Brief: What is needed here is an exact copy of all the data.

╭─ Material for this task

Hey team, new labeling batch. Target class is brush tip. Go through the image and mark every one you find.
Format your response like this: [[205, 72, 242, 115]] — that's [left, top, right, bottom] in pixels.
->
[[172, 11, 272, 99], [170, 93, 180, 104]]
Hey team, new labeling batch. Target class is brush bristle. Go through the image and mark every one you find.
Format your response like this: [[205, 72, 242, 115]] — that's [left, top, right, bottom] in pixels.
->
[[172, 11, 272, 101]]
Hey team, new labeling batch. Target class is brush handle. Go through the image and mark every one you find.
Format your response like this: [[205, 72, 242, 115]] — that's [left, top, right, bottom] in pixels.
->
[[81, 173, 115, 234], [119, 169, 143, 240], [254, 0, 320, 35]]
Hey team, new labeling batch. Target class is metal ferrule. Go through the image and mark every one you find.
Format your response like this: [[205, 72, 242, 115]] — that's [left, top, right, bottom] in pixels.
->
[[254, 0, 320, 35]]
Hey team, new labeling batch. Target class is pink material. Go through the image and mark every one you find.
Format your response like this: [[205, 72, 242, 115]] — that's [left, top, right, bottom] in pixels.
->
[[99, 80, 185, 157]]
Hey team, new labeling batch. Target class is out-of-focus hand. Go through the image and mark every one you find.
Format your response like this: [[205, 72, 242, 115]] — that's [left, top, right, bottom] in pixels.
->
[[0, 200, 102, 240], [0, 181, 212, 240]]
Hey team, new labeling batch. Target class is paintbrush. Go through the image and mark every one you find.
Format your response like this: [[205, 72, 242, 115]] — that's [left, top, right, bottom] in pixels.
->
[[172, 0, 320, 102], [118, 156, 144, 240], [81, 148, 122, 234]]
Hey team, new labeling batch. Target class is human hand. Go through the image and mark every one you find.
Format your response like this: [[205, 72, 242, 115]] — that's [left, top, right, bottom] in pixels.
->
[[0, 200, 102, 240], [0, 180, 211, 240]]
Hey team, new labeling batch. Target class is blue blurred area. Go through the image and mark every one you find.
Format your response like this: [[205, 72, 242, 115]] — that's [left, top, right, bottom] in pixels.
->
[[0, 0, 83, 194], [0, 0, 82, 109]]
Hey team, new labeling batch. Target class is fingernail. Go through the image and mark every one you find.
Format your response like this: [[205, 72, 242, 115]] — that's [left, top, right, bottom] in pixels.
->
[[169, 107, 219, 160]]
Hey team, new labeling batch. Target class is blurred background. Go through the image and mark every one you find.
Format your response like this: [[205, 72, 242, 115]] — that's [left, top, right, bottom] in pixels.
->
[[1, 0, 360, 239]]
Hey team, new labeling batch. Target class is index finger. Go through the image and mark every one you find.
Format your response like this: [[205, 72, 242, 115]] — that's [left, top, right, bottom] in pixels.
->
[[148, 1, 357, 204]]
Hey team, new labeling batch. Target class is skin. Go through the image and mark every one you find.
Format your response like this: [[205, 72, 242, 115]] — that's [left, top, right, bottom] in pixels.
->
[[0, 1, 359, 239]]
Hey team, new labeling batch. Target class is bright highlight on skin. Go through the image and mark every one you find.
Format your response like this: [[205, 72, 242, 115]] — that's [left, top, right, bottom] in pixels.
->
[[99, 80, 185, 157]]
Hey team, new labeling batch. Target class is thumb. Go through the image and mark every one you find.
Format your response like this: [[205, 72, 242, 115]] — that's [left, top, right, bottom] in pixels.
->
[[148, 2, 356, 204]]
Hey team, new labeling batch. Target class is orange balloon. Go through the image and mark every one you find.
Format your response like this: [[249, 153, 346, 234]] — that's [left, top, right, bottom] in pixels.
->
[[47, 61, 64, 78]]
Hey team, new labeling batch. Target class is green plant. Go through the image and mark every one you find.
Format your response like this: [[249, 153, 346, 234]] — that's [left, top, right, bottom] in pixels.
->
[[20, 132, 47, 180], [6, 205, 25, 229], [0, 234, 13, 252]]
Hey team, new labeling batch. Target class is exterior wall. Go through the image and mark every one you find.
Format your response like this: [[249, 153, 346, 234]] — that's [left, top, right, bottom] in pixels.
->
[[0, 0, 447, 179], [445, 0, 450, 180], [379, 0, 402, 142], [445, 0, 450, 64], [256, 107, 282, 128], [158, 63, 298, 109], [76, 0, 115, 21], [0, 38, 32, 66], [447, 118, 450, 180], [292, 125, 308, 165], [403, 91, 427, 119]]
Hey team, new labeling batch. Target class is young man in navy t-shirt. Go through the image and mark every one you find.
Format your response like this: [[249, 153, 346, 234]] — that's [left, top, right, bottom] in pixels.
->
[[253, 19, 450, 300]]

╰─

Task output:
Hey team, new labeling batch. Target class is brush tip. Go through the image and mark every one you find.
Format your response like this: [[205, 72, 242, 115]] — that's [left, top, right, bottom] in pixels.
->
[[172, 11, 272, 99], [170, 93, 180, 104]]
Hey team, new labeling batch. Target class is brush bristle. Go through the image and mark every one you find.
Format your response like this: [[205, 72, 242, 115]] — that's [left, top, right, bottom] in pixels.
->
[[172, 11, 272, 101]]
Hey team, new labeling batch. Target class is brush handle. Go through the image and mark every one you find.
Format your response like this: [[205, 72, 242, 115]] — that's [left, top, right, bottom] in pixels.
->
[[81, 173, 115, 234], [119, 169, 143, 240], [254, 0, 320, 35]]
Hey team, new labeling batch. Target class is metal ferrule. Go through the image and mark every one you find.
Format your response like this: [[205, 72, 242, 115]] — that's [left, top, right, bottom] in pixels.
->
[[254, 0, 320, 35]]
Hey team, new labeling batch. Target class is pink material. Go through the image and mark every one you find.
Format your response like this: [[205, 72, 242, 115]] — that's [left, top, right, bottom] in pixels.
->
[[99, 80, 185, 157]]
Hey team, new labeling batch. Target class is out-of-focus hand. Go through the image and mark every one you find.
Format your response like this: [[205, 72, 242, 115]] — that's [left, top, right, bottom] in pixels.
->
[[0, 200, 102, 240], [0, 181, 212, 240]]
Hey team, new labeling batch. Target class is paintbrush. Go through the image and mark every one you find.
Format your response like this: [[205, 72, 242, 115]] — that's [left, top, right, bottom] in pixels.
->
[[172, 0, 320, 102], [118, 156, 144, 240], [81, 148, 122, 234]]
Hey team, new labeling batch. Target class is human hand. Go through the image and mark every one you find.
Format your response like this: [[205, 72, 242, 115]] — that's [left, top, right, bottom] in pixels.
->
[[0, 200, 102, 240], [0, 180, 211, 240]]
Hey team, new labeling batch. Target class is blue blurred area. Go through the image and mark every one you find.
Format your response like this: [[205, 72, 242, 115]] — that's [left, top, right, bottom] in pixels.
->
[[0, 0, 83, 194], [0, 0, 82, 109]]
Hey team, new labeling batch. Target class is fingernail. Go through the image and mark every one you find.
Format your response like this: [[205, 72, 242, 115]] — that's [left, top, right, bottom] in pixels.
->
[[169, 107, 219, 160]]
Hey team, new labeling batch. Target class is blurred background. Go through the image and mark every one you find.
Format your response like this: [[205, 72, 242, 115]] — that's [left, top, right, bottom] in pixels.
->
[[1, 0, 360, 239]]
Hey team, new labeling batch. Target class is index finger. Go through the image and mark every one you find.
Format your response like this: [[205, 72, 242, 115]] — that's [left, top, right, bottom] in pixels.
->
[[148, 1, 357, 204]]
Hey team, new labeling batch. Target class is skin. Go through the image and mark every one you find.
Format your response like this: [[205, 72, 242, 115]] — that's [left, top, right, bottom] in pixels.
->
[[0, 1, 359, 239]]
Hey team, new labeling batch. Target class is bright highlight on skin. Go through the image and mark every one you find.
Format your response like this: [[205, 72, 242, 115]] — that's [left, top, right, bottom] in pixels.
->
[[99, 80, 185, 157]]
Hey team, new labeling batch. Target class is thumb. Go through the image and mark every one you find.
Format your response like this: [[205, 72, 242, 115]] — that's [left, top, right, bottom] in pixels.
->
[[148, 2, 356, 204]]
Hey team, new labeling batch. Target class is orange balloon. Go through the image and mark every one you find.
Format your response like this: [[249, 153, 346, 234]] — that's [left, top, right, bottom] in pixels.
->
[[47, 61, 64, 78]]
Hey team, new labeling batch. Target class is green plant. Go through the image and mark every one you find.
Format your response like this: [[249, 153, 346, 234]] — that's [left, top, right, bottom] in pixels.
->
[[20, 132, 47, 180], [6, 205, 25, 229], [0, 234, 13, 252]]
Hey team, new labeling batch. Target class is exterior wall. Go through the image and mark every one you find.
Format your response like this: [[249, 153, 346, 234]] — that's [left, top, right, bottom] in pixels.
->
[[0, 0, 447, 179], [445, 0, 450, 180], [379, 0, 402, 142], [445, 0, 450, 64], [256, 107, 282, 128], [158, 63, 298, 109], [76, 0, 115, 21], [0, 38, 32, 66], [447, 118, 450, 180], [292, 125, 308, 165], [403, 91, 427, 119]]
Hey team, new labeling batch. Target class is young man in navy t-shirt. Go through the image and mark every one you find.
Format your response like this: [[249, 153, 346, 234]] — that's [left, top, right, bottom] in pixels.
->
[[253, 19, 450, 300]]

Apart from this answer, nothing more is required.